Iranian-Backed Houthis Just Caused a Self-Inflicted Wound by Killing Yemen’s Former President

The death of Yemen’s former president, Ali Abdullah Saleh, at the hands of his former Houthi allies will weaken the Iranian-backed rebels, according to Nabeel Khoury, a nonresident senior fellow in the Atlantic Council’s Rafik Hariri Center for the Middle East.

“The demise of Saleh now actually weakens the Houthis’ military and makes them less acceptable politically inside Yemen,” said Khoury, adding, “it was not a very wise move on [the Houthis’] part.” Khoury served as deputy chief of mission at the US Embassy in Yemen from 2004 to 2007.

Saleh served as Yemen’s president for more than three decades until his ouster in an Arab Spring uprising in 2011. He was killed on December 4 by Houthi rebels who accused the ex-president of staging a “coup” against “an alliance he never believed in.”

These accusations underscored the rift that emerged between Saleh and the Houthis and led the ex-president to reach out to Saudi Arabia, which has been conducting airstrikes against the Houthis in Yemen since 2015.

Saleh’s supporters had, until last month, been fighting alongside the Houthis against Yemen’s current president, Abdrabbuh Mansour Hadi, who is backed by Saudi Arabia.

On December 2, Saleh said he was ready to turn a “new page” with a Saudi-led coalition if it stopped attacking Yemen and ended its crippling blockade that has pushed the country into a humanitarian crisis.

Saleh’s overture to Saudi Arabia two years ago had been rebuffed by Riyadh. “What was different about [his latest overture] was that this time it wasn’t just a peace offer, but was coupled with a military move against the Houthis,” said Khoury. “So, the Saudis and Emiratis were more willing to take him at his word this time.”

Nevertheless, Khoury said the prospects of a favorable outcome were not good “partly because the Saudis and Emiratis were not willing to stop the war and encourage full reconciliation.”

“They merely wanted to use Saleh and the forces under his control to weaken the Houthis,” he added.

While an alignment of Saleh’s forces with the Saudis would be a significant development in the war and could in principle hasten an end to the conflict, Khoury said the prospects for such a development have now dimmed.

* Supplied material:
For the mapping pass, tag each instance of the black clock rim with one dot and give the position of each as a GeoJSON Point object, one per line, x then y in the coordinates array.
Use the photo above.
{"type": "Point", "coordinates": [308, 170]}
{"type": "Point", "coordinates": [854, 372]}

* Instructions:
a – In the article on Saleh's death, quote the passage from "Saleh’s supporters had, until" up to and including "by Saudi Arabia.".
b – Based on the article on Saleh's death, mark each statement yes or no, and quote the words from the article that settle it: (i) Khoury was deputy chief of mission at the US Embassy in Yemen from 2004 to 2007. (ii) Riyadh accepted the overture Saleh made to Saudi Arabia two years earlier. (iii) Saudi Arabia has been conducting airstrikes against the Houthis in Yemen since 2011.

* Answers to the problems:
a –
Saleh’s supporters had, until last month, been fighting alongside the Houthis against Yemen’s current president, Abdrabbuh Mansour Hadi, who is backed by Saudi Arabia.

b –
(i) Yes: "Khoury served as deputy chief of mission at the US Embassy in Yemen from 2004 to 2007."
(ii) No: "Saleh’s overture to Saudi Arabia two years ago had been rebuffed by Riyadh."
(iii) No: "which has been conducting airstrikes against the Houthis in Yemen since 2015."